──────── Records for this task ────────

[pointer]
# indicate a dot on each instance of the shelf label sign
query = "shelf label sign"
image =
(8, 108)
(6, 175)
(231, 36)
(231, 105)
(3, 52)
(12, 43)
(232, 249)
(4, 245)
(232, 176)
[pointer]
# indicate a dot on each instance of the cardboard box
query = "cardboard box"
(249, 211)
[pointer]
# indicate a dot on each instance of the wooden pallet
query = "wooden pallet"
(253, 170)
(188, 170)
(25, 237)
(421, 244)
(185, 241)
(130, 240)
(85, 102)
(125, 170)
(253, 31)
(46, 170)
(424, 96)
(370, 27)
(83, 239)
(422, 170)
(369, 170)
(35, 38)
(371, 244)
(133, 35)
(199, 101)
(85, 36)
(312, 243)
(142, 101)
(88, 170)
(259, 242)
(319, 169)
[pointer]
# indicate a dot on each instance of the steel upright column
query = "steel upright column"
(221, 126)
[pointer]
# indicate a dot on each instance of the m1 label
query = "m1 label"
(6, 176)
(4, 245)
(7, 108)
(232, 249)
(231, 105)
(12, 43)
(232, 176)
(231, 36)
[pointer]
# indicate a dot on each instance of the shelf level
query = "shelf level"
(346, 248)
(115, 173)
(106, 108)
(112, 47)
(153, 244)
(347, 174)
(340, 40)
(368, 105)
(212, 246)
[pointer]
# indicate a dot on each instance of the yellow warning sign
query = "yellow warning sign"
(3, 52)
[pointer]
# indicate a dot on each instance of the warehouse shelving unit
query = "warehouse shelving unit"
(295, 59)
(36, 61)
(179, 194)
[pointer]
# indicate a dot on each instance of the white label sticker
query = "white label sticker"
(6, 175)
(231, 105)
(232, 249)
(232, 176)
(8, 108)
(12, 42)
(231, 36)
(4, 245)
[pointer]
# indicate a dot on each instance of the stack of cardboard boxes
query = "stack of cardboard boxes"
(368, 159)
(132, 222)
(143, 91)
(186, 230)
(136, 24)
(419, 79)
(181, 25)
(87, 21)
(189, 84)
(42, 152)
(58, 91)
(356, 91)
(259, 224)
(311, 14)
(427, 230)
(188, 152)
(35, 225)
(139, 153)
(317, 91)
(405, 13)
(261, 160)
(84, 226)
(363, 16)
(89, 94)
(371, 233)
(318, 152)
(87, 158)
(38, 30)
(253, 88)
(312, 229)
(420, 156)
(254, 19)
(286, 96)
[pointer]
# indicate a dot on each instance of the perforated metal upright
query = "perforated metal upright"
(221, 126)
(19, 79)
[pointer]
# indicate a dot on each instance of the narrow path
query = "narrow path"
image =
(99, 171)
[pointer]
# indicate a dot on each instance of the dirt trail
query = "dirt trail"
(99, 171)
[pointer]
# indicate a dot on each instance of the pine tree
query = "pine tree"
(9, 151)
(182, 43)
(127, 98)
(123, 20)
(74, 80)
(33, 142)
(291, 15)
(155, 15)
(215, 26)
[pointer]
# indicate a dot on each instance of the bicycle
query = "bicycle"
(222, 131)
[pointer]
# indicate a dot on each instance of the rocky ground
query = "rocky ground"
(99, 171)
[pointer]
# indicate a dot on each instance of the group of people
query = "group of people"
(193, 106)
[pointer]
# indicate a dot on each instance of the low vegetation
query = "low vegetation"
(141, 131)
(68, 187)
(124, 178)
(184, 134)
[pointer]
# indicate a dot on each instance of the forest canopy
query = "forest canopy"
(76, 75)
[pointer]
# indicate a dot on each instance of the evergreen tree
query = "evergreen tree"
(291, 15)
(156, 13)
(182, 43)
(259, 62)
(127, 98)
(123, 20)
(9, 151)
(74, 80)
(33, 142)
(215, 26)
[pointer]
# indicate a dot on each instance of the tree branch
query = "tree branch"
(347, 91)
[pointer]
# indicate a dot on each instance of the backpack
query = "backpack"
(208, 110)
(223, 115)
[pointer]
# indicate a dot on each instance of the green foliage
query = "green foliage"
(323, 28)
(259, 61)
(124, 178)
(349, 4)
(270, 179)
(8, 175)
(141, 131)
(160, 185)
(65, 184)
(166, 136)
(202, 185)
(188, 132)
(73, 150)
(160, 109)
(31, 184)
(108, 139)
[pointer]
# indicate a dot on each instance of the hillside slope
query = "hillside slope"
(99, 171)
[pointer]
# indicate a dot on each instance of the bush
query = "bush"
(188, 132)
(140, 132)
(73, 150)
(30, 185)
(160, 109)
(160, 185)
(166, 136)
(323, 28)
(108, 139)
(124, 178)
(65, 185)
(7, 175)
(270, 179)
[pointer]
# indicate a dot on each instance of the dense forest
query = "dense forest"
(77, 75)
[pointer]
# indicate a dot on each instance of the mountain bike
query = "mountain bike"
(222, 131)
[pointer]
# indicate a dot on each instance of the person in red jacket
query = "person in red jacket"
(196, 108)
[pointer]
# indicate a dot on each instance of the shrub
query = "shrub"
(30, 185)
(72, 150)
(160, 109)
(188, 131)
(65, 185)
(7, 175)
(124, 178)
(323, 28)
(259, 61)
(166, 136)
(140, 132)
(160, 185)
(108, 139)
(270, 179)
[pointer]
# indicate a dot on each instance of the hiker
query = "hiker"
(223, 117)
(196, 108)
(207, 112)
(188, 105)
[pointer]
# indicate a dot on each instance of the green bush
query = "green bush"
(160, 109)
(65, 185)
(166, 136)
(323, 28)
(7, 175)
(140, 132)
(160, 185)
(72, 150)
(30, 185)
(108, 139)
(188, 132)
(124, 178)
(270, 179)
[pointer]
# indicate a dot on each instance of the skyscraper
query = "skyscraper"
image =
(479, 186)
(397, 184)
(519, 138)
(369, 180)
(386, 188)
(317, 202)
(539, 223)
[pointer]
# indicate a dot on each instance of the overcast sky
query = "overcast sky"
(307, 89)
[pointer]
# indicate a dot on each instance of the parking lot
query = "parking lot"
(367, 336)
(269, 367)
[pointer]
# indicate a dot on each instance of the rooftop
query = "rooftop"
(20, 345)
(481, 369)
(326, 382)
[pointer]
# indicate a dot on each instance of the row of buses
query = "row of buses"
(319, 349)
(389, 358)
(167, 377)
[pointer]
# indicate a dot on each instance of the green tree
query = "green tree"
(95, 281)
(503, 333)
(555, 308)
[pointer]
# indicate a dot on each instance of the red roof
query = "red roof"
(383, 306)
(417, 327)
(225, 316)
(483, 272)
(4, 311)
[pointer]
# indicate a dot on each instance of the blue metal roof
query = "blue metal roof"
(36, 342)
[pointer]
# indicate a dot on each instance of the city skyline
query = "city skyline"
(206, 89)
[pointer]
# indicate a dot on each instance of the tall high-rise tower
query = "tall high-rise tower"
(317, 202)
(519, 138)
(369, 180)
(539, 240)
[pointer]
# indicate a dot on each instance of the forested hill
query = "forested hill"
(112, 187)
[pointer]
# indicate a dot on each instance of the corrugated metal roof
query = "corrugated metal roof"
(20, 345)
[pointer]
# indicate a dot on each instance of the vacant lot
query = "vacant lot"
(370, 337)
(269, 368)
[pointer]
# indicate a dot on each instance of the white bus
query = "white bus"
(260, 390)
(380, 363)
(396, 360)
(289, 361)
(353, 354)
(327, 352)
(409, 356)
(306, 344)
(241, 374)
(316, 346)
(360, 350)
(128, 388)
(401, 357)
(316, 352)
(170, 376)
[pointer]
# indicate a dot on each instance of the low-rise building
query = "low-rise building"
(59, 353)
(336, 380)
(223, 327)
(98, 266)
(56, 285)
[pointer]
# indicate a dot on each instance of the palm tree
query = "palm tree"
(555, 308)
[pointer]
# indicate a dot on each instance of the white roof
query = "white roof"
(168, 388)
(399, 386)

────────

Your task is to print the whole listing again exactly.

Solution
[pointer]
# indicate a dot on each instance of the shelf label sign
query = "shelf label sign"
image =
(8, 108)
(6, 175)
(231, 36)
(231, 105)
(3, 52)
(12, 43)
(232, 249)
(4, 245)
(232, 176)
[pointer]
# indicate a dot on each instance of the cardboard box
query = "cardboard box"
(249, 211)
[pointer]
# indicate a dot on each instance of the wooden pallet
query = "wooden pallet"
(253, 170)
(188, 170)
(25, 237)
(421, 244)
(185, 241)
(130, 240)
(85, 102)
(125, 170)
(253, 31)
(46, 170)
(424, 96)
(370, 27)
(83, 239)
(422, 170)
(369, 170)
(35, 38)
(371, 244)
(133, 35)
(199, 101)
(85, 36)
(312, 243)
(142, 101)
(88, 170)
(259, 242)
(319, 169)
[pointer]
# indicate a dot on each instance of the steel upright column
query = "steel upright column"
(221, 126)
[pointer]
# indicate a dot on each instance of the m1 label
query = "m1 label"
(6, 176)
(4, 245)
(7, 108)
(232, 249)
(231, 105)
(12, 43)
(232, 176)
(231, 36)
[pointer]
# indicate a dot on each instance of the shelf level
query = "shelf level"
(346, 248)
(115, 173)
(106, 108)
(112, 47)
(153, 244)
(347, 174)
(340, 40)
(368, 105)
(212, 246)
[pointer]
# indicate a dot on each instance of the yellow warning sign
query = "yellow warning sign"
(3, 52)
[pointer]
# indicate a dot on each instance of the warehouse shelving unit
query = "warehouse shelving unit"
(295, 59)
(36, 61)
(179, 194)
[pointer]
# indicate a dot on each instance of the white label sticker
query = "white label sticker"
(6, 175)
(231, 105)
(232, 249)
(232, 176)
(8, 108)
(12, 42)
(231, 36)
(4, 245)
[pointer]
# indicate a dot on each instance of the stack of cardboard boxes
query = "stack of cardboard boxes"
(368, 159)
(132, 222)
(143, 91)
(186, 230)
(136, 24)
(419, 79)
(181, 25)
(87, 21)
(189, 84)
(42, 152)
(58, 91)
(356, 91)
(259, 224)
(311, 14)
(427, 230)
(188, 152)
(35, 225)
(139, 153)
(317, 91)
(405, 13)
(261, 160)
(84, 226)
(363, 16)
(89, 94)
(371, 233)
(318, 152)
(87, 158)
(38, 30)
(253, 88)
(312, 229)
(420, 156)
(254, 19)
(286, 96)
[pointer]
# indicate a dot on each instance of the perforated metal upright
query = "perforated metal upright"
(221, 126)
(19, 79)
[pointer]
# indicate a dot on each instance of the narrow path
query = "narrow path"
image =
(99, 171)
[pointer]
# indicate a dot on each instance of the dirt trail
query = "dirt trail"
(99, 171)
[pointer]
# indicate a dot on each instance of the pine tree
query = "pine tree"
(9, 151)
(182, 43)
(127, 98)
(123, 20)
(74, 80)
(33, 142)
(291, 15)
(155, 15)
(215, 26)
[pointer]
# indicate a dot on each instance of the bicycle
query = "bicycle"
(222, 131)
[pointer]
# indicate a dot on each instance of the rocky ground
query = "rocky ground"
(99, 171)
[pointer]
# indicate a dot on each instance of the group of people
query = "group of people"
(193, 106)
[pointer]
# indicate a dot on each instance of the low vegetation
query = "low vegetation"
(141, 131)
(68, 187)
(124, 178)
(184, 134)
[pointer]
# indicate a dot on each instance of the forest canopy
query = "forest canopy"
(76, 75)
[pointer]
# indicate a dot on each instance of the evergreen tree
query = "evergreen tree"
(291, 15)
(156, 13)
(182, 43)
(259, 62)
(127, 98)
(123, 20)
(9, 151)
(74, 80)
(33, 142)
(215, 26)
[pointer]
# indicate a dot on each instance of the tree branch
query = "tree branch"
(347, 91)
[pointer]
# indicate a dot on each instance of the backpack
query = "backpack"
(208, 110)
(223, 115)
[pointer]
# indicate a dot on each instance of the green foliage
query = "green foliage"
(323, 28)
(259, 61)
(124, 178)
(349, 4)
(270, 179)
(8, 175)
(141, 131)
(160, 185)
(65, 184)
(166, 136)
(202, 185)
(188, 132)
(73, 150)
(160, 109)
(31, 184)
(108, 139)
[pointer]
# indicate a dot on each instance of the hillside slope
query = "hillside slope"
(99, 171)
[pointer]
# indicate a dot on each instance of the bush
query = "bush"
(188, 132)
(140, 132)
(73, 150)
(30, 185)
(160, 109)
(160, 185)
(166, 136)
(323, 28)
(108, 139)
(124, 178)
(65, 185)
(7, 175)
(270, 179)
[pointer]
# indicate a dot on each instance of the dense forest
query = "dense forest"
(77, 75)
[pointer]
# indicate a dot on each instance of the mountain bike
query = "mountain bike"
(222, 131)
[pointer]
# indicate a dot on each instance of the person in red jacket
query = "person in red jacket"
(196, 108)
[pointer]
# indicate a dot on each instance of the shrub
query = "shrub"
(30, 185)
(72, 150)
(160, 109)
(188, 131)
(65, 185)
(7, 175)
(124, 178)
(323, 28)
(259, 61)
(166, 136)
(140, 132)
(160, 185)
(108, 139)
(270, 179)
[pointer]
# indicate a dot on each instance of the hiker
query = "hiker"
(223, 117)
(196, 108)
(207, 112)
(188, 105)
[pointer]
# indicate a dot on each instance of the green bush
query = "green bush"
(160, 109)
(65, 185)
(166, 136)
(323, 28)
(7, 175)
(140, 132)
(160, 185)
(72, 150)
(30, 185)
(108, 139)
(188, 132)
(124, 178)
(270, 179)
[pointer]
# indicate a dot on each instance of the skyscraper
query = "skyscraper"
image =
(479, 186)
(397, 184)
(519, 138)
(369, 180)
(386, 188)
(317, 202)
(539, 223)
[pointer]
# indicate a dot on each instance of the overcast sky
query = "overcast sky"
(307, 89)
[pointer]
# indicate a dot on each instance of the parking lot
query = "parking lot"
(367, 336)
(269, 367)
[pointer]
# indicate a dot on each instance of the rooftop
query = "rooftop"
(20, 345)
(481, 369)
(326, 382)
[pointer]
# indicate a dot on each instance of the row of buses
query = "row of buses"
(319, 349)
(389, 358)
(167, 377)
[pointer]
# indicate a dot on each instance of the green tree
query = "green tree"
(95, 281)
(503, 333)
(555, 308)
[pointer]
# indicate a dot on each instance of the red roof
query = "red roof"
(383, 306)
(417, 327)
(225, 316)
(483, 272)
(4, 311)
[pointer]
# indicate a dot on each instance of the blue metal roof
query = "blue metal roof"
(36, 342)
[pointer]
# indicate a dot on each instance of the city skyline
query = "city skyline"
(206, 89)
[pointer]
# indicate a dot on each instance of the tall high-rise tower
query = "tall high-rise tower"
(317, 202)
(519, 138)
(369, 180)
(539, 240)
[pointer]
# indicate a dot on each instance of the forested hill
query = "forested hill"
(112, 187)
[pointer]
# indicate a dot on each instance of the corrugated metal roof
query = "corrugated metal roof"
(20, 345)
[pointer]
# indicate a dot on each instance of the vacant lot
query = "vacant lot"
(370, 337)
(269, 368)
[pointer]
# indicate a dot on each instance of the white bus
query = "white bus"
(260, 390)
(380, 363)
(396, 360)
(289, 361)
(353, 354)
(327, 352)
(409, 356)
(306, 344)
(241, 374)
(316, 346)
(360, 350)
(128, 388)
(401, 357)
(316, 352)
(170, 376)
[pointer]
# indicate a dot on each instance of the low-rise building
query = "low-rise building"
(59, 353)
(336, 380)
(223, 327)
(98, 266)
(56, 285)
[pointer]
# indicate a dot on each instance of the palm tree
query = "palm tree"
(555, 308)
[pointer]
# indicate a dot on each instance of the white roof
query = "white roof"
(168, 388)
(399, 386)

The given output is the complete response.